Study text:
****
Vasan Bala’s The Man Who Feels No Pain wins People’s Choice prize at Toronto International Film Festival

By Pickle  September 17, 2018
Vasan Bala’s The Man Who Feels No Pain wins People’s Choice prize at Toronto International Film Festival, Pickle Media

Ronnie Screwvala produced Mard Ko Dard Nahin Hota (The Man Who Feels No Pain) directed by Vasan Bala won the People’s Choice prize for best Midnight Madness section at the 43rd Toronto International Film Festival 2018.

Vasan Bala’s Bollywood-infused action film beat out the first runner-up David Gordon Green’s highly anticipated Halloween and second runner-up Sam Levinson’s Assassination Nation. “I feel like a unicorn,” Vasan Bala said on stage in his thank-you speech receiving the award.

Mard Ko Dard Nahin Hota is a Bollywood-infused action film that tells the story of a young man – quite literally born with the ability to feel no pain – who strikes out on a quest to vanquish 100 foes. The young man develops a skill to learn martial arts to fight criminals. In the film, Vasan Bala’s hero was born with the medical condition known as “congenital insensitivity to pain” (CIP).
****
Input data:

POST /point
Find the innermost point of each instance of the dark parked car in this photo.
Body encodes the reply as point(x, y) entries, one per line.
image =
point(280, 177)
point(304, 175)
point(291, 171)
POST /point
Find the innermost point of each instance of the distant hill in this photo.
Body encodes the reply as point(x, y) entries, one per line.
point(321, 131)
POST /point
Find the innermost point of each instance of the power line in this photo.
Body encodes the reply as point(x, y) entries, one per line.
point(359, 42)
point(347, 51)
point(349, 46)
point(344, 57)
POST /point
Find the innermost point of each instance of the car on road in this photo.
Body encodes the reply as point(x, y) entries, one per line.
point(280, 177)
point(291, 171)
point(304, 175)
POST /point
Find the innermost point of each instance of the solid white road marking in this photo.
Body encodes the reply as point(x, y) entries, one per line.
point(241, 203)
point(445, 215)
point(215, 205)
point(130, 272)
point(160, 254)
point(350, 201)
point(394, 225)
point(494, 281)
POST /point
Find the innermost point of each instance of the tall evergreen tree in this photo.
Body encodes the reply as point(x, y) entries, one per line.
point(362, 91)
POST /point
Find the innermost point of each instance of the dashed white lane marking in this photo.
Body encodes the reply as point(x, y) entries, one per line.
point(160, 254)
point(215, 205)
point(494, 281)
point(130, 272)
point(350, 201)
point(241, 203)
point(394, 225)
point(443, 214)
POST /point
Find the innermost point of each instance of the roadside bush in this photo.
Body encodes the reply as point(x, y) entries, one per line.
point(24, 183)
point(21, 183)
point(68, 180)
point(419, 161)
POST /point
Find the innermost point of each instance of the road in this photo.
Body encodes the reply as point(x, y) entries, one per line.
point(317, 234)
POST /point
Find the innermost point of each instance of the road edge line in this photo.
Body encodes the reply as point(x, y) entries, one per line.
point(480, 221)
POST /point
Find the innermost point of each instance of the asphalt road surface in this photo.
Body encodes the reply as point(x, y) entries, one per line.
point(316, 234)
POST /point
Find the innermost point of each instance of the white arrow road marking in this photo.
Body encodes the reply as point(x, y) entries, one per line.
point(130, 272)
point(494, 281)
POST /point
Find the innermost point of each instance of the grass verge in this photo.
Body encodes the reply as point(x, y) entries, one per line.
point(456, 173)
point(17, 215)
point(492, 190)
****
Tasks for this exercise:
(a) In the article about Vasan Bala's film prize, translate this sentence into French: "Vasan Bala’s Bollywood-infused action film beat out the first runner-up David Gordon Green’s highly anticipated Halloween and second runner-up Sam Levinson’s Assassination Nation."
(b) Carry on the article about Vasan Bala's film prize from its last sentence.

Expected responses:
(a) Le film d’action teinté de Bollywood de Vasan Bala a devancé le premier dauphin, le très attendu Halloween de David Gordon Green, et le deuxième dauphin, Assassination Nation de Sam Levinson.

(b)
Vasan Bala’s The Man Who Feels No Pain wins People’s Choice prize at Toronto International Film Festival, Pickle Media
Mard Ko Dard Nahin Hota (The Man Who Feels No Pain)

The lead stars of the film are Abhimanyu Dassani and Radhika Madan. The films is slated for Indian release on November 23, 2018. Abhimanyu Dassani is actress Bhagyashree’s son. Bhagyashree made her debut opposite Salman Khan in Maine Pyar Kiya (directed by Sooraj Barjatia).

Abhimanyu fights alongside rising star Radhika Madan, a fearless warrior determined to rehabilitate the honour of her one-legged karate master, Manni, who is — as one tends to be in any good martial-arts epic — caught in a gang war with his psychotic twin brother, Jimmy (Gulshan Devaiah in a remarkable dual performance, one half of which seems to be channelling Nicholas Cage circa 1997). Dassani and Madan have delightful chemistry, both in the film’s numerous inventive brawls and the requisite musical set pieces. Madan in particular shines in a progressive subplot that brims with subversive relevance.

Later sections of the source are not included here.